── Data for processing ──
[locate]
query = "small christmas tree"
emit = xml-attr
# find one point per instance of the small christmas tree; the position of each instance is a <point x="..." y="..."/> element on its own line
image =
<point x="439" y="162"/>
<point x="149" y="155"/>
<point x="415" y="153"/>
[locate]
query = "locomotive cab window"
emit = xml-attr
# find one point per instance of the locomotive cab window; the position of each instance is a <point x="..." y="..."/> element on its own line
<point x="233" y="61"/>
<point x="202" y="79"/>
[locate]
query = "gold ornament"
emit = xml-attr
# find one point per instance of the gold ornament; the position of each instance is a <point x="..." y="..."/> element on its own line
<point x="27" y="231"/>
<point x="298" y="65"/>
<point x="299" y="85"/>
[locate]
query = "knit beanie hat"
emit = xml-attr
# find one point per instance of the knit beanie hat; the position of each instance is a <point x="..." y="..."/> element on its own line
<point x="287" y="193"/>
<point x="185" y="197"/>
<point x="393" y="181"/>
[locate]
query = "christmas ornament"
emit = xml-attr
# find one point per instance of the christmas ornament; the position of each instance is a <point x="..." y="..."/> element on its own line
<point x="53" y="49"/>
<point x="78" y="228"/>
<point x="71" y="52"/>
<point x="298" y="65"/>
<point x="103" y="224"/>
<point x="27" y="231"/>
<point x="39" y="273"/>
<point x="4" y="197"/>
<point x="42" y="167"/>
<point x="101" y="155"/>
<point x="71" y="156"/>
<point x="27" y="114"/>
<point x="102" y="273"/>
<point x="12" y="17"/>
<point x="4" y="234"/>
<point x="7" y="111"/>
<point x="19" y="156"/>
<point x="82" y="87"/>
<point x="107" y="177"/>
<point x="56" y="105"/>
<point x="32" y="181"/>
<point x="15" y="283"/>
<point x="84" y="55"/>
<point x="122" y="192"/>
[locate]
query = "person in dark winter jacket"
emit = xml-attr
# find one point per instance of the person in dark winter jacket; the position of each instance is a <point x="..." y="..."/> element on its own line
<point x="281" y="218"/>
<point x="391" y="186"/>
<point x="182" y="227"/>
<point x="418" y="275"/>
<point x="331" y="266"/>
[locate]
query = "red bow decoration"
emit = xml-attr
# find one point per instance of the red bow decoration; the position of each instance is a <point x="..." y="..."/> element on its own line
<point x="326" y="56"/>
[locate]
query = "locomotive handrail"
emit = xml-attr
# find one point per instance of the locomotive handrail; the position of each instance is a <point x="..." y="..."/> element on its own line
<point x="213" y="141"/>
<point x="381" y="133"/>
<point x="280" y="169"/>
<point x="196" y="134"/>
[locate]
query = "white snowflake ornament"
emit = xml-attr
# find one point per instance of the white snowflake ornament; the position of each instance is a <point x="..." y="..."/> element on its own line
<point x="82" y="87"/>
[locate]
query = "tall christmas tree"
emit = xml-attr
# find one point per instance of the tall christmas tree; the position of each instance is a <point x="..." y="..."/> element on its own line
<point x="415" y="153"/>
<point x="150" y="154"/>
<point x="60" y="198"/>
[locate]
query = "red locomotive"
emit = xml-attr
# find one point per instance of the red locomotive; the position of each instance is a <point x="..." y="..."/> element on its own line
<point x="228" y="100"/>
───
| Prompt |
Reproduce the records word for word.

| The answer |
[locate]
query = "small christmas tree"
emit = xml-attr
# find one point per instance of the small christmas tree; the position of each instance is a <point x="..." y="..."/> element on its own line
image =
<point x="439" y="162"/>
<point x="149" y="155"/>
<point x="415" y="153"/>
[locate]
query = "locomotive cab window"
emit = xml-attr
# find one point per instance of the locomotive cab window; the position of each instance is a <point x="..." y="..."/> element on its own line
<point x="233" y="61"/>
<point x="202" y="79"/>
[locate]
query = "gold ornament"
emit = xml-attr
# find one point per instance of the gold ornament; the position of each instance is a <point x="..." y="..."/> element on its own line
<point x="27" y="231"/>
<point x="298" y="65"/>
<point x="299" y="85"/>
[locate]
query = "knit beanie hat"
emit = xml-attr
# find one point per instance of the knit beanie hat; the position of each instance is a <point x="..." y="..."/> element on its own line
<point x="287" y="193"/>
<point x="185" y="197"/>
<point x="393" y="181"/>
[locate]
query = "christmas ornament"
emit = xml-attr
# find one point per instance of the christmas ornament; the position of each instance is a <point x="..." y="..."/> element on its own line
<point x="53" y="49"/>
<point x="78" y="228"/>
<point x="71" y="52"/>
<point x="298" y="65"/>
<point x="103" y="224"/>
<point x="27" y="231"/>
<point x="39" y="273"/>
<point x="4" y="197"/>
<point x="42" y="167"/>
<point x="101" y="155"/>
<point x="71" y="156"/>
<point x="27" y="114"/>
<point x="102" y="273"/>
<point x="12" y="17"/>
<point x="4" y="234"/>
<point x="7" y="111"/>
<point x="19" y="156"/>
<point x="82" y="87"/>
<point x="107" y="177"/>
<point x="56" y="105"/>
<point x="32" y="181"/>
<point x="15" y="283"/>
<point x="84" y="55"/>
<point x="122" y="192"/>
[locate]
query = "person in dark winter jacket"
emit = xml-attr
# find one point per instance of the person in dark winter jacket; the position of each instance is a <point x="..." y="..."/> element on its own line
<point x="281" y="218"/>
<point x="391" y="186"/>
<point x="182" y="227"/>
<point x="418" y="275"/>
<point x="331" y="266"/>
[locate]
query = "red bow decoration"
emit = xml-attr
# find one point per instance of the red bow decoration; the position of each instance is a <point x="..." y="..."/> element on its own line
<point x="326" y="56"/>
[locate]
query = "locomotive handrail"
emit = xml-attr
# find one point per instance of the locomotive handrail; the position of each instance is a <point x="..." y="..."/> element on its own line
<point x="213" y="141"/>
<point x="381" y="133"/>
<point x="280" y="169"/>
<point x="196" y="134"/>
[locate]
query = "white snowflake ornament"
emit = xml-attr
# find one point per instance of the white snowflake ornament; the position of each instance is a <point x="..." y="..."/> element on its own line
<point x="82" y="87"/>
[locate]
query = "tall christmas tree"
emit = xml-attr
# find one point per instance of the tall christmas tree; the position of each instance is a <point x="..." y="..."/> element on its own line
<point x="415" y="153"/>
<point x="150" y="154"/>
<point x="60" y="198"/>
[locate]
query = "red locomotive"
emit = xml-attr
# find one point per instance of the red locomotive; the position of each instance is a <point x="..." y="..."/> element on its own line
<point x="228" y="100"/>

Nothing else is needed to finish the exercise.